THE PROBLEM: Transcribe the records below in full; pictures stay out of the copy.
══ WORKING DATA ══
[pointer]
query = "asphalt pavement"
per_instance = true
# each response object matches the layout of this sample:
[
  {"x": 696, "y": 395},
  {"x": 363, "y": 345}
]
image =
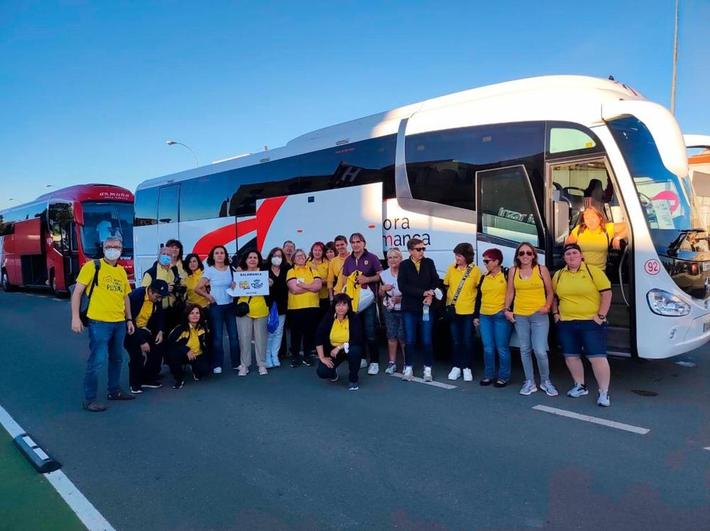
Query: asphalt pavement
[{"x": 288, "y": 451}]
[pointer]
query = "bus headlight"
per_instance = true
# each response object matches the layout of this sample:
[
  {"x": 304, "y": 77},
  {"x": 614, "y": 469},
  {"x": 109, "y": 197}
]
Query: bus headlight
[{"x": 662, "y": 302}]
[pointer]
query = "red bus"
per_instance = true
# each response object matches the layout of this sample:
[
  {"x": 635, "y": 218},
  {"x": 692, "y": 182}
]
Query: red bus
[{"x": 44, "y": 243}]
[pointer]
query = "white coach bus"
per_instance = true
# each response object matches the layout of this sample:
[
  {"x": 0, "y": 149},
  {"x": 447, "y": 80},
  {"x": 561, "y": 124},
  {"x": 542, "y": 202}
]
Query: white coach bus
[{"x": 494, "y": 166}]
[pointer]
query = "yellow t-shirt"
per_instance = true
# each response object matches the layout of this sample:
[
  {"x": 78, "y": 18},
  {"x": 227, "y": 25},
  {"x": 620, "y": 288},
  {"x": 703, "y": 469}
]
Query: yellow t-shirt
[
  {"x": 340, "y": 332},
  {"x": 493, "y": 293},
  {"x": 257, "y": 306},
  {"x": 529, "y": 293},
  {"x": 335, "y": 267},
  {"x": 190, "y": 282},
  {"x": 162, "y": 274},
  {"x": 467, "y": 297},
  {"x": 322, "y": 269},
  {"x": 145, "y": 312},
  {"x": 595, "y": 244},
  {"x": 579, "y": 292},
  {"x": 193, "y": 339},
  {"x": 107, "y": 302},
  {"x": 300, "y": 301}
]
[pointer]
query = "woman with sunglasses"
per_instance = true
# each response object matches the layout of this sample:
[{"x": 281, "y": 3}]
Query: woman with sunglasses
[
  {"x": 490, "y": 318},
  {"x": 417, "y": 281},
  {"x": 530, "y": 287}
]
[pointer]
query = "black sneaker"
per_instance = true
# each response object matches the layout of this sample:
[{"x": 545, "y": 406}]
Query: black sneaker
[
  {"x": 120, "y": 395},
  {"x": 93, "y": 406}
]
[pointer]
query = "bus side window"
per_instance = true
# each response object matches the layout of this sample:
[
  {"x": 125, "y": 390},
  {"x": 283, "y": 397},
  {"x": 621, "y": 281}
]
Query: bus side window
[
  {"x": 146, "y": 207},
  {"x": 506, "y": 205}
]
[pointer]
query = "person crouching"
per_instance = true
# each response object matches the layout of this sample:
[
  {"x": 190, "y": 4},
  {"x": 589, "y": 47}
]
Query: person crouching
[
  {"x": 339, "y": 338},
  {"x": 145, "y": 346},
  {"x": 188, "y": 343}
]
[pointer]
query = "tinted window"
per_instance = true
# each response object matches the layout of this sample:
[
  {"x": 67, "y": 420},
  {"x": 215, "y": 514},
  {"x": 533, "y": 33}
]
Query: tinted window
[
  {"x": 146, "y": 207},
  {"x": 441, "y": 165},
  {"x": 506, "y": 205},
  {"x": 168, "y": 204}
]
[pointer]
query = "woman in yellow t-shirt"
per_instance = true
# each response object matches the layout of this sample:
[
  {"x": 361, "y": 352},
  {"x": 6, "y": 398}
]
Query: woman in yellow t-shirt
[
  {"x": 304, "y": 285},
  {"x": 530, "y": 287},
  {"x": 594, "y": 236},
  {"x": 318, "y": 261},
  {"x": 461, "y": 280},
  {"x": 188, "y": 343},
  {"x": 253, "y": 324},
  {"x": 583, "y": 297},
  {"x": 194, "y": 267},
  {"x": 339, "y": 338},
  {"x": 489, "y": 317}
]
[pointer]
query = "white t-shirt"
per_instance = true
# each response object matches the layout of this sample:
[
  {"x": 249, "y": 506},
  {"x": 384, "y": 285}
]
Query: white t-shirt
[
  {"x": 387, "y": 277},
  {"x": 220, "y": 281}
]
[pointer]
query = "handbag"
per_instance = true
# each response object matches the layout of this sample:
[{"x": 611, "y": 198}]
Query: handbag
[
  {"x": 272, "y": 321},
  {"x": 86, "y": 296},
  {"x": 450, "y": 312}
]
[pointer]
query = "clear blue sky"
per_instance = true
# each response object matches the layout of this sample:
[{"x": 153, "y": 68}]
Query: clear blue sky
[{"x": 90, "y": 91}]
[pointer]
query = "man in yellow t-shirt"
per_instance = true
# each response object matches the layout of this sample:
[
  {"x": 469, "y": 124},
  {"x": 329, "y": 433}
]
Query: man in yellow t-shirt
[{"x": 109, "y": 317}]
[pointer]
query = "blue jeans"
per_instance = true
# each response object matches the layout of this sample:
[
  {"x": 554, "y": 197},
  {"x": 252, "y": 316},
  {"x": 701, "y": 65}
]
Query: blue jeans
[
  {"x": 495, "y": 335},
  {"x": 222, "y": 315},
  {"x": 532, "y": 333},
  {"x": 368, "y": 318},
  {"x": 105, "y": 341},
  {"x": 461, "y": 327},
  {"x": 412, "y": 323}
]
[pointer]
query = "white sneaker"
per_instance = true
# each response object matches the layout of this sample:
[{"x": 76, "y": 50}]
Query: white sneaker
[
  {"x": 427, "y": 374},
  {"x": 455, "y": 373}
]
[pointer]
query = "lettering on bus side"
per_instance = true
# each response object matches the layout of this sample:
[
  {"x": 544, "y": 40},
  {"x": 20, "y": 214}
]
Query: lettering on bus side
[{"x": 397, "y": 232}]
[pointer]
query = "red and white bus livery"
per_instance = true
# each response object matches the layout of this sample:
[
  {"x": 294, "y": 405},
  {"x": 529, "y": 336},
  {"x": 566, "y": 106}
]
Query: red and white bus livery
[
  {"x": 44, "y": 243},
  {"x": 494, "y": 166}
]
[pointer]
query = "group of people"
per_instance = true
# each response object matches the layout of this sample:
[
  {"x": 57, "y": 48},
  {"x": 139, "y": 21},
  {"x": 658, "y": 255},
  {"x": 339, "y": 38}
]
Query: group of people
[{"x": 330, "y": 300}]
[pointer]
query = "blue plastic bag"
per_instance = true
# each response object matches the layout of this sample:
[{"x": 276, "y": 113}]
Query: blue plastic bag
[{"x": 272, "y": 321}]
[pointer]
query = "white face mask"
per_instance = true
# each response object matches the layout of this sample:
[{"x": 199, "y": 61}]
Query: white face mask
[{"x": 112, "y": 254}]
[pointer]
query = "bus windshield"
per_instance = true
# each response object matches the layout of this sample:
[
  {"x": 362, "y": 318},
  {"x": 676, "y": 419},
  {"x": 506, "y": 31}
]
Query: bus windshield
═══
COMPLETE ANSWER:
[pointer]
query = "asphalt pavement"
per_instance = true
# each response object matches the layout of this sample:
[
  {"x": 696, "y": 395},
  {"x": 363, "y": 345}
]
image =
Query: asphalt pavement
[{"x": 288, "y": 451}]
[pointer]
query = "bus headlight"
per_instance = true
# each response object matches the layout of this sample:
[
  {"x": 304, "y": 77},
  {"x": 614, "y": 469},
  {"x": 109, "y": 197}
]
Query: bus headlight
[{"x": 662, "y": 302}]
[pointer]
query = "red bus"
per_instance = true
# each response object matches the layout of this sample:
[
  {"x": 635, "y": 218},
  {"x": 692, "y": 182}
]
Query: red bus
[{"x": 44, "y": 243}]
[pointer]
query = "white coach bus"
per_instance = true
# each response object matches the layout of this sample:
[
  {"x": 0, "y": 149},
  {"x": 447, "y": 80},
  {"x": 561, "y": 124},
  {"x": 542, "y": 202}
]
Query: white coach bus
[{"x": 494, "y": 166}]
[pointer]
query = "yellow t-shirt"
per_instance = true
# each response object matches the layout of this sample:
[
  {"x": 78, "y": 18},
  {"x": 227, "y": 25},
  {"x": 620, "y": 288},
  {"x": 703, "y": 469}
]
Query: yellow t-shirt
[
  {"x": 340, "y": 332},
  {"x": 493, "y": 293},
  {"x": 257, "y": 306},
  {"x": 529, "y": 293},
  {"x": 335, "y": 267},
  {"x": 190, "y": 282},
  {"x": 162, "y": 274},
  {"x": 467, "y": 297},
  {"x": 322, "y": 269},
  {"x": 145, "y": 312},
  {"x": 595, "y": 244},
  {"x": 579, "y": 292},
  {"x": 193, "y": 339},
  {"x": 107, "y": 302},
  {"x": 300, "y": 301}
]
[pointer]
query = "woman with sunglasses"
per_instance = true
# each response object matches the layout of this sample:
[{"x": 281, "y": 3}]
Query: woman with sunglasses
[
  {"x": 490, "y": 318},
  {"x": 417, "y": 281},
  {"x": 530, "y": 287}
]
[pointer]
query = "black sneaker"
per_instance = true
# each response object matches the layout of this sample:
[{"x": 545, "y": 406}]
Query: black sneaker
[
  {"x": 120, "y": 395},
  {"x": 93, "y": 406}
]
[pointer]
query = "bus side window"
per_instance = true
# each response object matches the layout of this sample:
[
  {"x": 125, "y": 390},
  {"x": 283, "y": 397},
  {"x": 621, "y": 281}
]
Query: bus side window
[
  {"x": 146, "y": 207},
  {"x": 506, "y": 205}
]
[pointer]
query = "person crouching"
per_instance = true
# each response object matches the layout of this sample:
[
  {"x": 190, "y": 4},
  {"x": 589, "y": 47}
]
Query: person crouching
[
  {"x": 339, "y": 338},
  {"x": 145, "y": 346},
  {"x": 188, "y": 343}
]
[pointer]
query = "tinted window"
per_instance = true
# each response object matches the layout of this sample:
[
  {"x": 67, "y": 420},
  {"x": 215, "y": 514},
  {"x": 533, "y": 33}
]
Query: tinted window
[
  {"x": 146, "y": 207},
  {"x": 441, "y": 165},
  {"x": 506, "y": 205},
  {"x": 168, "y": 204}
]
[pointer]
query = "woman in yellow t-shirt"
per_instance = true
# each response object matches the layout of this sample:
[
  {"x": 361, "y": 352},
  {"x": 6, "y": 398}
]
Query: woman in yellow t-shirt
[
  {"x": 304, "y": 285},
  {"x": 530, "y": 287},
  {"x": 594, "y": 236},
  {"x": 318, "y": 261},
  {"x": 461, "y": 280},
  {"x": 188, "y": 343},
  {"x": 253, "y": 324},
  {"x": 583, "y": 297},
  {"x": 194, "y": 267},
  {"x": 339, "y": 338},
  {"x": 489, "y": 317}
]
[pointer]
query = "white t-shirt"
per_instance = true
# each response object matches the layout of this sample:
[
  {"x": 249, "y": 506},
  {"x": 384, "y": 285}
]
Query: white t-shirt
[
  {"x": 387, "y": 277},
  {"x": 220, "y": 281}
]
[pointer]
query = "handbag"
per_instance = true
# each response object matches the layout of this sample:
[{"x": 611, "y": 198}]
Query: handbag
[
  {"x": 272, "y": 321},
  {"x": 86, "y": 296},
  {"x": 450, "y": 312}
]
[pointer]
query = "clear blue sky"
per_instance = true
# each response object matches the layout of this sample:
[{"x": 153, "y": 68}]
Query: clear blue sky
[{"x": 90, "y": 91}]
[pointer]
query = "man in yellow t-shirt"
per_instance = true
# each response object matches the layout of this sample:
[
  {"x": 469, "y": 124},
  {"x": 329, "y": 433}
]
Query: man in yellow t-shirt
[{"x": 109, "y": 317}]
[pointer]
query = "blue jeans"
per_instance = true
# each response object matches the layout of this sample:
[
  {"x": 554, "y": 197},
  {"x": 252, "y": 316},
  {"x": 701, "y": 65}
]
Query: blue jeans
[
  {"x": 495, "y": 335},
  {"x": 222, "y": 315},
  {"x": 532, "y": 333},
  {"x": 368, "y": 318},
  {"x": 105, "y": 341},
  {"x": 461, "y": 327},
  {"x": 412, "y": 323}
]
[pointer]
query = "white sneaker"
per_instance = true
# each response object matches the layout of this sample:
[{"x": 76, "y": 50}]
Query: white sneaker
[
  {"x": 427, "y": 374},
  {"x": 455, "y": 373}
]
[pointer]
query = "lettering on bus side"
per_instance = true
# each response object matches the layout of this sample:
[
  {"x": 544, "y": 40},
  {"x": 20, "y": 214}
]
Query: lettering on bus side
[{"x": 397, "y": 232}]
[pointer]
query = "red and white bus livery"
per_instance = true
# each response object matches the layout of this sample:
[
  {"x": 294, "y": 405},
  {"x": 529, "y": 336},
  {"x": 566, "y": 106}
]
Query: red and white bus livery
[
  {"x": 44, "y": 243},
  {"x": 494, "y": 166}
]
[pointer]
query = "group of people"
per_instance = true
# each response object matches the layout of this sample:
[
  {"x": 57, "y": 48},
  {"x": 139, "y": 21},
  {"x": 658, "y": 255},
  {"x": 339, "y": 38}
]
Query: group of people
[{"x": 330, "y": 300}]
[pointer]
query = "blue plastic bag"
per_instance = true
# each response object matches the layout of this sample:
[{"x": 276, "y": 113}]
Query: blue plastic bag
[{"x": 272, "y": 321}]
[pointer]
query = "white face mask"
per_instance = true
# each response object matches the layout of this sample:
[{"x": 199, "y": 61}]
Query: white face mask
[{"x": 112, "y": 254}]
[pointer]
query = "bus windshield"
per_instance = true
# each response object matches the layout of this sample:
[
  {"x": 362, "y": 318},
  {"x": 676, "y": 419},
  {"x": 506, "y": 31}
]
Query: bus windshield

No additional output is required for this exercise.